[[ Data for this task, beginning ]]
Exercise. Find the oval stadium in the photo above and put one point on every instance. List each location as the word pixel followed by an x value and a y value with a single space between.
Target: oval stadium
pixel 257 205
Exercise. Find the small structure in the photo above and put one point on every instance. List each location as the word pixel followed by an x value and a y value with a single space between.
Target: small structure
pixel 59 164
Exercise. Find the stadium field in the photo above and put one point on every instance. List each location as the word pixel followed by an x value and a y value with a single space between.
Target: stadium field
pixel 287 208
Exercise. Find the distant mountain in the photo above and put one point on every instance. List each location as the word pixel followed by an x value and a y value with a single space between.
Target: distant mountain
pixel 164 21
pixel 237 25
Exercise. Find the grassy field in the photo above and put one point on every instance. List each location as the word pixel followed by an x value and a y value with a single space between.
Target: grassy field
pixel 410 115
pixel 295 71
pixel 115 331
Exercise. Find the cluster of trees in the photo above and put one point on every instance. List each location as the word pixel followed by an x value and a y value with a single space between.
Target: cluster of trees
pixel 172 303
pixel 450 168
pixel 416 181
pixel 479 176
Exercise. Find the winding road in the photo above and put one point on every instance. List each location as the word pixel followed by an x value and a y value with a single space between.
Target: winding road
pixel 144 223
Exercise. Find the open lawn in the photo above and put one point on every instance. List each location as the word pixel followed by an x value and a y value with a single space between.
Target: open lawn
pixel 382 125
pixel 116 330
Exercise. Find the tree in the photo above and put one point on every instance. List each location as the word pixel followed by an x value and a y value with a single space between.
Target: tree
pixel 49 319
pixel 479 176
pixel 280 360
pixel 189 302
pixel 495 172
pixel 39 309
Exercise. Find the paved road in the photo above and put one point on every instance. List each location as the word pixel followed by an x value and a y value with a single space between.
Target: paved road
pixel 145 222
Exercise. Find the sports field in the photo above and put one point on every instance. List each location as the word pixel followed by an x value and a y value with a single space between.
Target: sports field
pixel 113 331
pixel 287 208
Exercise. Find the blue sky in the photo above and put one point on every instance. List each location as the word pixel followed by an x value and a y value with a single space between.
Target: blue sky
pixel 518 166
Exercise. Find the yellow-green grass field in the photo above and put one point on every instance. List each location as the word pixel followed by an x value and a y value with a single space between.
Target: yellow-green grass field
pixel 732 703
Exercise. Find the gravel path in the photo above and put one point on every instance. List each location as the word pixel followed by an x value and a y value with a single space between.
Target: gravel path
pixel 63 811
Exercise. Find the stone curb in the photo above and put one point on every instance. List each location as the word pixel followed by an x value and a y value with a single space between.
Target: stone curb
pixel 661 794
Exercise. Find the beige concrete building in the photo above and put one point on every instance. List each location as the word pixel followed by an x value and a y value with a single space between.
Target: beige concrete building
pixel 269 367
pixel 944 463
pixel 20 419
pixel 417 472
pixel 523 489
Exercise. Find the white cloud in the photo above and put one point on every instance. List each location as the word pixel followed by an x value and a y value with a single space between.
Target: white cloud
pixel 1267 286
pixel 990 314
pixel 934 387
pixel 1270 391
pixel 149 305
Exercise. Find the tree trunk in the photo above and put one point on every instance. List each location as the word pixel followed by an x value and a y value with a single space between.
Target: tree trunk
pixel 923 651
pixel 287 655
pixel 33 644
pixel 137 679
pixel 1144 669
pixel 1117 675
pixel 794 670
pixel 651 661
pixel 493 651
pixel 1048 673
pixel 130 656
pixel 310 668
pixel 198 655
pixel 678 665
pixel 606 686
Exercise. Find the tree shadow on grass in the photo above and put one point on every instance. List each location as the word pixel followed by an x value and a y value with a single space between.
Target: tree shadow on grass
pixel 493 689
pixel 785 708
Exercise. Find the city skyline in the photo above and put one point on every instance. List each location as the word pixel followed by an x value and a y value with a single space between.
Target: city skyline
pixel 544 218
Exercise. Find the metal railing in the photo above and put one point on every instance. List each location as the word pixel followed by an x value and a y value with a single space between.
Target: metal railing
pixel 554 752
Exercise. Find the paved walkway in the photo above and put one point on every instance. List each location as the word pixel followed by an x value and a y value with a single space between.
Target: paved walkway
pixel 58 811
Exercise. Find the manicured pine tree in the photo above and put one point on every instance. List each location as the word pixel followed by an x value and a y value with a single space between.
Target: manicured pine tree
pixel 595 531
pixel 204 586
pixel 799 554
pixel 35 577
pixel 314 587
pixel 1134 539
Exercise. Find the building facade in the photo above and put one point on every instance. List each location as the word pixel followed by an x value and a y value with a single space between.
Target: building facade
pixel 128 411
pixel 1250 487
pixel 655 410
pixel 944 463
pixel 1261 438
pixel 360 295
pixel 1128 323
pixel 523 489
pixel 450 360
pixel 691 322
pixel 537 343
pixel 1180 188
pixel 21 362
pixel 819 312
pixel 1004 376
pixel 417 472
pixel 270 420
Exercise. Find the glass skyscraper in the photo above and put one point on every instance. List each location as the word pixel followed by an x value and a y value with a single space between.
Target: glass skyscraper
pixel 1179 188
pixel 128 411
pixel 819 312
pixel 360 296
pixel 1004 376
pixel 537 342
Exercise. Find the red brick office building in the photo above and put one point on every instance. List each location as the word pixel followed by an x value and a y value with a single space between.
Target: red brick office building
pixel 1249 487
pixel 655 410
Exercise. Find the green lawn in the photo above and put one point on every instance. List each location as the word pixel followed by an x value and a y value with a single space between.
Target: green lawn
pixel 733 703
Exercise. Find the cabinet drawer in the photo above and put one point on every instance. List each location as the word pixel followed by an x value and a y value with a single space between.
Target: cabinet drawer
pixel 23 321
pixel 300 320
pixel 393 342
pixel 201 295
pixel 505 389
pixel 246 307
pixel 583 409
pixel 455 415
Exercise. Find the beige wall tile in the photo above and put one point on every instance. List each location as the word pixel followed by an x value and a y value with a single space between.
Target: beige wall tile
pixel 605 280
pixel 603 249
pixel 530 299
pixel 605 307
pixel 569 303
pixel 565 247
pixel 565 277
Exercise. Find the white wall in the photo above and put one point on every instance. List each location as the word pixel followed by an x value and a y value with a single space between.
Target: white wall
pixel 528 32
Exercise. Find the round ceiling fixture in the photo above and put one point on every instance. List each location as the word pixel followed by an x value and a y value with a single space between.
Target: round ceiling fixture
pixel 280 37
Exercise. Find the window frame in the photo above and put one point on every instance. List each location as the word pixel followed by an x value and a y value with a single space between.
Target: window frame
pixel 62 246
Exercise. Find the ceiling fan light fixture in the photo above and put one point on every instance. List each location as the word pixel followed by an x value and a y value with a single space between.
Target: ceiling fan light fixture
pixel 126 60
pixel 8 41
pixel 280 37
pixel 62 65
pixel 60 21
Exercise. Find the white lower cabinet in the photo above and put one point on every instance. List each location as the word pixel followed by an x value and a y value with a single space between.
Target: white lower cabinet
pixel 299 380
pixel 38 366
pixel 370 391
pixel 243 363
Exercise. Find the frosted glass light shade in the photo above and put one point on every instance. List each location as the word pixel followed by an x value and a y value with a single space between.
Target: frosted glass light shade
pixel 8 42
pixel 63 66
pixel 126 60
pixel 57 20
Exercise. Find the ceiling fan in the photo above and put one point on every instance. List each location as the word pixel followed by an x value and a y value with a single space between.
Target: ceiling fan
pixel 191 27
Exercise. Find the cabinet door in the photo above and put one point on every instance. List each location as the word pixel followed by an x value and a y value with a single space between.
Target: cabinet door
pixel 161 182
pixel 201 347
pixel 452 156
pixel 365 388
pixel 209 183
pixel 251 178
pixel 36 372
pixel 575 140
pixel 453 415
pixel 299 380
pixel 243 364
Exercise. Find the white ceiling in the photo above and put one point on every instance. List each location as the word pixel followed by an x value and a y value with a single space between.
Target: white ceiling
[[ Data for this task, end ]]
What to do = Repeat the lines above exactly.

Response =
Exercise. Find the oval stadium in the photo above and put one point on every instance. List each location as the word pixel followed by an x value and a y value with a single space between.
Target: oval stadium
pixel 257 205
Exercise. Find the small structure in the photo above and put one point on every instance. List each location as the word pixel followed by an x value and a y value with a single space between.
Target: small structure
pixel 59 164
Exercise. Find the stadium field in the photo above and put one point on every instance. List each location as the word pixel followed by an x value and a y value with a single space between.
Target: stadium field
pixel 287 208
Exercise. Find the distant mountain in the photo above and put one point on every instance. List each location as the word pixel followed by an x value and a y value with a single space between.
Target: distant mountain
pixel 164 21
pixel 237 25
Exercise. Find the grassy field in the photo above and put one point on every instance. List each location as the word pixel followed by an x value and a y value with a single space between.
Target: grassy field
pixel 410 115
pixel 295 71
pixel 115 331
Exercise. Find the cluster of trees in the photo above and put one point on every instance. List each location as the word pixel followed by an x value and a y value with a single space between.
Target: cluster of trees
pixel 172 303
pixel 450 168
pixel 416 181
pixel 479 176
Exercise. Find the winding road in the photo above and put one point on every instance. List each location as the word pixel followed by an x value and a y value with a single space between.
Target: winding road
pixel 144 223
Exercise. Find the open lawn in the photo above and put one point on every instance. List each location as the word pixel followed by an x value and a y value with a single space between.
Target: open lawn
pixel 382 125
pixel 116 330
Exercise. Find the tree in the photo above and put one point on every instance. List each location as the word pixel followed by an x value and a y value with a single space between.
Target: tree
pixel 49 319
pixel 479 176
pixel 280 360
pixel 189 302
pixel 495 172
pixel 39 309
Exercise. Find the paved road in the photo above and put one point on every instance. List each location as the word pixel followed by an x value and a y value with a single space between.
Target: paved road
pixel 145 222
Exercise. Find the sports field in the photo above and put one point on every instance. List each location as the word pixel followed by an x value and a y value with a single space between.
Target: sports field
pixel 113 331
pixel 287 208
Exercise. Find the blue sky in the photo above and put one point on every instance. List each location as the word pixel followed by an x value and a y value with a single space between.
Target: blue sky
pixel 518 166
Exercise. Find the yellow-green grass field in the photo above and put one point on every instance. List each location as the word pixel followed by an x value and a y value with a single space between.
Target: yellow-green grass field
pixel 732 703
Exercise. Find the gravel path in the photo above and put one point on every instance. List each location as the word pixel followed by an x value and a y value with a single space between.
Target: gravel path
pixel 63 811
Exercise. Find the stone curb in the photo above and put one point on every instance. List each location as the word pixel followed by an x value and a y value with a single space between.
Target: stone curb
pixel 661 794
Exercise. Find the beige concrete building in the photo above and put one point on every instance. List each location as the word pixel followed by an x value and a y value with a single space between.
Target: beige concrete building
pixel 269 367
pixel 944 463
pixel 20 419
pixel 417 472
pixel 523 489
Exercise. Find the white cloud in the photo above and put one point on every instance. List each location as the word pixel followed by an x value and a y value with a single space between.
Target: white cloud
pixel 1267 286
pixel 990 314
pixel 934 387
pixel 1270 391
pixel 149 305
Exercise. Find the tree trunk in the photo above and put one point on every instance. List each location as the word pixel followed by an x value and a y value with a single space between.
Target: tree trunk
pixel 923 651
pixel 287 655
pixel 33 644
pixel 137 679
pixel 1144 669
pixel 1117 675
pixel 794 670
pixel 651 661
pixel 493 651
pixel 1048 673
pixel 130 656
pixel 310 668
pixel 198 655
pixel 678 665
pixel 606 686
Exercise. Find the tree shadow on grass in the photo above and put one point on every instance. List each location as the word pixel followed by an x value and a y value with a single space between.
Target: tree shadow on grass
pixel 493 689
pixel 785 708
Exercise. Find the city skyline in the photo above and put one point on every instance. List each location as the word pixel followed by an x value and a y value with a single space between.
Target: city skyline
pixel 544 218
Exercise. Find the metal railing in the photo above and put one point on every instance. List each location as the word pixel followed by an x value and a y value with a single space between.
Target: metal railing
pixel 554 752
Exercise. Find the paved walkway in the photo above and put one point on every instance. List each location as the word pixel followed by an x value and a y value with a single space between.
Target: paved walkway
pixel 58 811
Exercise. Find the manicured pine tree in the photo above and put one point on every instance. List each location as the word pixel followed by an x value and a y value with a single space between.
Target: manicured pine tree
pixel 595 531
pixel 204 586
pixel 799 554
pixel 35 577
pixel 314 587
pixel 1134 539
Exercise. Find the building facade in the photo above and put one point on every instance. List each location as the word pixel followed by an x value and a y value with a single space between.
Target: building facade
pixel 128 411
pixel 1250 487
pixel 655 410
pixel 944 463
pixel 1261 438
pixel 360 295
pixel 1128 323
pixel 523 489
pixel 450 360
pixel 691 322
pixel 537 343
pixel 1180 188
pixel 21 362
pixel 819 312
pixel 1004 376
pixel 417 472
pixel 270 420
Exercise. Find the glass skyscraper in the photo above and put one point on every instance. List each location as the word pixel followed by an x value and a y value with a single space between.
Target: glass skyscraper
pixel 1179 188
pixel 128 411
pixel 819 312
pixel 360 296
pixel 1004 376
pixel 537 342
Exercise. Find the red brick office building in the photo above and put one point on every instance. List each location as the word pixel followed by an x value and a y value with a single space between.
Target: red brick office building
pixel 1249 487
pixel 655 410
Exercise. Find the green lawn in the photo above and put one point on every instance. List each location as the word pixel followed by an x value and a y value with a single space between.
Target: green lawn
pixel 733 703
Exercise. Find the cabinet drawer in the photo above and put one point on every instance. List each location as the word pixel followed by an x value and a y value with a single space between.
Target: cabinet drawer
pixel 23 321
pixel 300 320
pixel 393 342
pixel 201 295
pixel 505 389
pixel 246 307
pixel 583 409
pixel 455 415
Exercise. Find the beige wall tile in the photo above and put one point on every instance. List each location as the word pixel followed by an x value and a y value with a single space between.
Target: beige wall tile
pixel 605 280
pixel 603 249
pixel 530 299
pixel 605 307
pixel 569 303
pixel 565 247
pixel 565 277
Exercise. Find the white wall in the photo above and put one point on every instance. List each location as the word pixel followed by an x value and a y value with a single space between.
Target: white wall
pixel 528 32
Exercise. Find the round ceiling fixture in the photo above and put one point on every instance. List each location as the word pixel followed by an x value and a y value with a single space between.
Target: round ceiling fixture
pixel 280 37
Exercise. Find the window frame in the photo above and put one point on every instance. List each location as the word pixel followed by an x value and a y value with a single space between.
Target: window frame
pixel 62 246
Exercise. Find the ceiling fan light fixture in the photo above and put one point on every instance. List each location as the word pixel followed by an x value and a y value with a single space between.
Target: ceiling fan light fixture
pixel 126 60
pixel 8 41
pixel 280 37
pixel 62 65
pixel 60 21
Exercise. Find the white lower cabinet in the photo above and put one point on every instance. List each location as the word pixel followed by an x value and a y value with a single space between.
Target: white lower cabinet
pixel 299 380
pixel 38 366
pixel 370 391
pixel 243 363
Exercise. Find the frosted glass light shade in the photo above and put one point on every instance. List each location as the word pixel followed by an x value and a y value with a single space between.
Target: frosted glass light shade
pixel 8 42
pixel 63 66
pixel 126 60
pixel 57 20
Exercise. Find the ceiling fan in the photo above and put one point on every instance. List each location as the word pixel followed by an x value and a y value with a single space between.
Target: ceiling fan
pixel 191 27
Exercise. Find the cabinet door in the photo above and put one point on every instance. List each location as the word pixel followed by an x value and a y value with a single space between.
Target: cabinet door
pixel 161 182
pixel 201 347
pixel 452 156
pixel 365 388
pixel 209 183
pixel 251 178
pixel 36 372
pixel 575 140
pixel 453 415
pixel 299 380
pixel 243 364
Exercise. Find the white ceiling in the photo above and put one point on every instance. List each location as the word pixel followed by an x value and a y value with a single space between.
Target: white ceiling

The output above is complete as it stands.